[Data items]
= = =
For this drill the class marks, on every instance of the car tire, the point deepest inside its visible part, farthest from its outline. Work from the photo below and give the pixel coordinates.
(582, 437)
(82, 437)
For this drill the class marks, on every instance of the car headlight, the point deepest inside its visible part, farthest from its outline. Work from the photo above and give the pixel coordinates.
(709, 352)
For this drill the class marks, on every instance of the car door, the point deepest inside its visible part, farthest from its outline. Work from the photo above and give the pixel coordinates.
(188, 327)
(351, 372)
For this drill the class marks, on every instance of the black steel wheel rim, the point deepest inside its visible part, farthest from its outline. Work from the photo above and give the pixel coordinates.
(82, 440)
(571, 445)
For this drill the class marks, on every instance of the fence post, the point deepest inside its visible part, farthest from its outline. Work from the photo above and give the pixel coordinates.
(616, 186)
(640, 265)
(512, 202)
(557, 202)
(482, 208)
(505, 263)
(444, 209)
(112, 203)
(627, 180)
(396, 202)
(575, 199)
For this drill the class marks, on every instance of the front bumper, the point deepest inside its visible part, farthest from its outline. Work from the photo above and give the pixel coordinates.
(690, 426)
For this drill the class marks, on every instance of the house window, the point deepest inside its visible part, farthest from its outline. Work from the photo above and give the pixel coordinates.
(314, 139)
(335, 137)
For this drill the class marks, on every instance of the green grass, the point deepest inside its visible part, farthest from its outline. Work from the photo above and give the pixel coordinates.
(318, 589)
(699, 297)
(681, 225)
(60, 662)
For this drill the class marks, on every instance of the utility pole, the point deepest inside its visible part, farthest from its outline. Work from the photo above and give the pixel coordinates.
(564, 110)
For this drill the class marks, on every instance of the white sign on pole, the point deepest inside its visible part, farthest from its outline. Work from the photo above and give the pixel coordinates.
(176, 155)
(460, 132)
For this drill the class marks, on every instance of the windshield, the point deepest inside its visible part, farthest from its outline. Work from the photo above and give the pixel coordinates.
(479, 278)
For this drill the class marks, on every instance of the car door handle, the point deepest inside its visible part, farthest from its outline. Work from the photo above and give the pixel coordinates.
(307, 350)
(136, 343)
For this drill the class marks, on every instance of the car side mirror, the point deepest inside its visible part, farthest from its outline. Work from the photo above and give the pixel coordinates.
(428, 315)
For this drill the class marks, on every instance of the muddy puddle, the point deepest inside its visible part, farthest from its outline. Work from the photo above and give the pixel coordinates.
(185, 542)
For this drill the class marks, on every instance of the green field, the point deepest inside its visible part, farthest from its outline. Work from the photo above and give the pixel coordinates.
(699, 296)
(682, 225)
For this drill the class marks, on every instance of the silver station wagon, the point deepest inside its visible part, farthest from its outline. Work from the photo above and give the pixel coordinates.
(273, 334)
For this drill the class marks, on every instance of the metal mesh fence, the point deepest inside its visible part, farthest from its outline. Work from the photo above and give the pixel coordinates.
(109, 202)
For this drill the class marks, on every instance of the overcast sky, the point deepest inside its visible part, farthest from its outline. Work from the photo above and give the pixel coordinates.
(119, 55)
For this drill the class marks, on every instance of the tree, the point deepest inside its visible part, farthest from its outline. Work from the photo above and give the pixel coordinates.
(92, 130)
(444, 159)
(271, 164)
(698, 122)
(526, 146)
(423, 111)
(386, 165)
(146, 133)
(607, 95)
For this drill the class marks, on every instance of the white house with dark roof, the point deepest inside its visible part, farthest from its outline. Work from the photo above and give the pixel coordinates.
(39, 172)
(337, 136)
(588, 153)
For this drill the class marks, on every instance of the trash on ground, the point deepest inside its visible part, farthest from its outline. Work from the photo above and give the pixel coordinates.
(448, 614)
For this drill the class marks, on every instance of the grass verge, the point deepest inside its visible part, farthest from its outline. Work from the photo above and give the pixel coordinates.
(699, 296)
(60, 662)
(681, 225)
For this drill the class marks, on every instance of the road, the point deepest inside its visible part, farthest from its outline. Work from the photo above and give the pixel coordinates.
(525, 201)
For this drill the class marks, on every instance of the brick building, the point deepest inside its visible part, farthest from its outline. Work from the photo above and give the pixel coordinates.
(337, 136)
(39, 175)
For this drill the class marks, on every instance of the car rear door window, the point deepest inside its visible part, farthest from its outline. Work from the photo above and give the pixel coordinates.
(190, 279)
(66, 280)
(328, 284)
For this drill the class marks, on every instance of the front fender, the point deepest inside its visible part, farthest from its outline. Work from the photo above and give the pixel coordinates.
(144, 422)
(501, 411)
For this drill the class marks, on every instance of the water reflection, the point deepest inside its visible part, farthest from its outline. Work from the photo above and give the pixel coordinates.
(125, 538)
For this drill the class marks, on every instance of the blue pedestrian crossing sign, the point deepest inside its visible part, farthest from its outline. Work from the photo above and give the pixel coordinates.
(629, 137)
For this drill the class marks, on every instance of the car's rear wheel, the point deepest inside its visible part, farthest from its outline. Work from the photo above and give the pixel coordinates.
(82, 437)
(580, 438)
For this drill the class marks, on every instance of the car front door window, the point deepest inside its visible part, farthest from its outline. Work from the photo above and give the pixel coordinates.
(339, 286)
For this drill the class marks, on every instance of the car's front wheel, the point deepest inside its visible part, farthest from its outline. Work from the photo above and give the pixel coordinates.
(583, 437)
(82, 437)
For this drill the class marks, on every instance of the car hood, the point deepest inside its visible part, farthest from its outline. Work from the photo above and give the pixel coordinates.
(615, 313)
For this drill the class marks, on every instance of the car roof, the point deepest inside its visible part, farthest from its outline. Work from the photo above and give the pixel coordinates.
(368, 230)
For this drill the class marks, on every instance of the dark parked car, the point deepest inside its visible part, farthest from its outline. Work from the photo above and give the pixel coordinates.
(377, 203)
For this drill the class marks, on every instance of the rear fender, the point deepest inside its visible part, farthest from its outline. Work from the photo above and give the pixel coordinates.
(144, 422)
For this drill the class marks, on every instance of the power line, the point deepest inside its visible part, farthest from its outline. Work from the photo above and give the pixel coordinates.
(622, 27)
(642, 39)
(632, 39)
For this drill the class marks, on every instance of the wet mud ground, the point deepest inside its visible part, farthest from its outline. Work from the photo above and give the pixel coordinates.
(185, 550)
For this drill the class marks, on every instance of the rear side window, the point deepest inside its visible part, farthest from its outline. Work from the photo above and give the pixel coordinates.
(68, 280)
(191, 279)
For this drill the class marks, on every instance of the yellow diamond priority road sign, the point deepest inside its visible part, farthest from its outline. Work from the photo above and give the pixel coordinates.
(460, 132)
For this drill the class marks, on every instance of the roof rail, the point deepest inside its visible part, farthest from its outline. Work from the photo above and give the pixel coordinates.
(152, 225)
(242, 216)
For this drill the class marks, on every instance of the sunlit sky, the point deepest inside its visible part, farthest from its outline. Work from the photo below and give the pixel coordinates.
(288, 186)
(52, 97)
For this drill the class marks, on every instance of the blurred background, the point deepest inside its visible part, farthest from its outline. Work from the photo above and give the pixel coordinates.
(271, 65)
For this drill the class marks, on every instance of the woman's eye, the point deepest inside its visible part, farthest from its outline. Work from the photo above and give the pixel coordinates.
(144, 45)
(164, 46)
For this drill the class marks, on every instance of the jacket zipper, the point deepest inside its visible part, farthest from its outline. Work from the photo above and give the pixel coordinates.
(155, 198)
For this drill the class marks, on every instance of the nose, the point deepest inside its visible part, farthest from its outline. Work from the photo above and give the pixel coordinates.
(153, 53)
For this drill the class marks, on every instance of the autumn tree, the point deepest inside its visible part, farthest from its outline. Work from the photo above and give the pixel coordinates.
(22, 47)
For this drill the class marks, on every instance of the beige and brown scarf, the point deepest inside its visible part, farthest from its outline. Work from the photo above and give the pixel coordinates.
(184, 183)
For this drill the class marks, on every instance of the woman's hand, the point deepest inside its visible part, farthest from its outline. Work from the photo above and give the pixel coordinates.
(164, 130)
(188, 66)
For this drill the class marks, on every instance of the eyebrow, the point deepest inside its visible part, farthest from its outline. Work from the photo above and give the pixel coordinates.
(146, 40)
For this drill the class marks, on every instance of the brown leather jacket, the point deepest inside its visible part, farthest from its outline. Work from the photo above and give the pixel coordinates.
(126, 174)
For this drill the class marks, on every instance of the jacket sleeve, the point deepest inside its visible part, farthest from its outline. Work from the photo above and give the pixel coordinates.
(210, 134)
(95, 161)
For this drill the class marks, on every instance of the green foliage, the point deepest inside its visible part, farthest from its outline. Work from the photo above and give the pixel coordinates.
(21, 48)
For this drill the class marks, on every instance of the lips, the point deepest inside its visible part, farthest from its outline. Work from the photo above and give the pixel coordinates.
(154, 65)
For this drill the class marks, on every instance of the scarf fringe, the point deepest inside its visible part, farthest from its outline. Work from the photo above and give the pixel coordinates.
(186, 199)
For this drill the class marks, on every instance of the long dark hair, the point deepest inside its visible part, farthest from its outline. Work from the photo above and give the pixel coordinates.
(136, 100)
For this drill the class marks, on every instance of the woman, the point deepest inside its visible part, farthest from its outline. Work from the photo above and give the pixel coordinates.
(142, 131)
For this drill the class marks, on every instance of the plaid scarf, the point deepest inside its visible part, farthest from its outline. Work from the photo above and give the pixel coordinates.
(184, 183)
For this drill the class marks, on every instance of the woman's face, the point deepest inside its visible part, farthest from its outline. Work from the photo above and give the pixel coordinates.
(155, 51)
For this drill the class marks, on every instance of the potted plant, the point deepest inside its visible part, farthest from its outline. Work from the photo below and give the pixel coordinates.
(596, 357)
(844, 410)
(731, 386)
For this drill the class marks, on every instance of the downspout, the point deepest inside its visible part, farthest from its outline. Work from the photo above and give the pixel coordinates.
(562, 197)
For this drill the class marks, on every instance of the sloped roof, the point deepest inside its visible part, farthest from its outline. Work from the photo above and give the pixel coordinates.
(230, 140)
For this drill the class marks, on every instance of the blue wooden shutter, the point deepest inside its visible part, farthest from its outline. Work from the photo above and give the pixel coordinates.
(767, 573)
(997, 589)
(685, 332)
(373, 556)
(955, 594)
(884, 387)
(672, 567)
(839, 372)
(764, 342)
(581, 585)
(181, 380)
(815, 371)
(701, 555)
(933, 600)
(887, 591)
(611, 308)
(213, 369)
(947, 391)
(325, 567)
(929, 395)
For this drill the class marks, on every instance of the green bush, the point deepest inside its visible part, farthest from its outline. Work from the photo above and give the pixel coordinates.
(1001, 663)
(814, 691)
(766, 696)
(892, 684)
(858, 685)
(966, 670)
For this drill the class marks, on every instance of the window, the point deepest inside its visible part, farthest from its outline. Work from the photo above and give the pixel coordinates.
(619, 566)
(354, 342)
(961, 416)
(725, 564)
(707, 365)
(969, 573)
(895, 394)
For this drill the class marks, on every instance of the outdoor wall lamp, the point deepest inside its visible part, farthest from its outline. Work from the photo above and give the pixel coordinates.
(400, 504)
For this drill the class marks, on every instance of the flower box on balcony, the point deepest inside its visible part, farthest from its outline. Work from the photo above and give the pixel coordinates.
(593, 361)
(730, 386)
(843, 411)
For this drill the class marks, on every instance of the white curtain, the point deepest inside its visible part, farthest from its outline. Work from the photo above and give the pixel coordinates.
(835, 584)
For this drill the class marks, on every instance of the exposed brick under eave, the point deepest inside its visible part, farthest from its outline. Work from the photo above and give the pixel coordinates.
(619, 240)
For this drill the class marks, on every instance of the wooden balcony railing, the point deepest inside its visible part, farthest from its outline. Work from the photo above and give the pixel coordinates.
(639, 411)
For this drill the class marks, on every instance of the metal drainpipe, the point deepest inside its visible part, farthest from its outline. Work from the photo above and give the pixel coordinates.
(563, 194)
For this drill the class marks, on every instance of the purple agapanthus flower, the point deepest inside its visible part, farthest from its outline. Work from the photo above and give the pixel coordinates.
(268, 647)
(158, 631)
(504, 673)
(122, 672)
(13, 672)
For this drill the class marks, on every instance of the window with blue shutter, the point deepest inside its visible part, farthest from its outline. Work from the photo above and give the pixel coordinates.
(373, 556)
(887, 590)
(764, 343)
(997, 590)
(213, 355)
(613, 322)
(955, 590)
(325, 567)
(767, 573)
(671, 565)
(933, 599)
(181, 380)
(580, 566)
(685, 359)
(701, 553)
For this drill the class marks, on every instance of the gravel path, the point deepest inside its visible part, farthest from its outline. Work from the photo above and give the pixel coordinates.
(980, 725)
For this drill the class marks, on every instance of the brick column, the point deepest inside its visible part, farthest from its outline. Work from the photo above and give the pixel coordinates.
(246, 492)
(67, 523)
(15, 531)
= = =
What is required — The span to print begins at the line containing "brick column, the" and ends at the final line of the entries; print it exactly and print nothing else.

Response to this task —
For this drill the class marks, on every instance of the brick column, the point deepest inside its visible part, farthest from its outline. Work from the photo above and give the pixel coordinates.
(246, 492)
(67, 523)
(15, 531)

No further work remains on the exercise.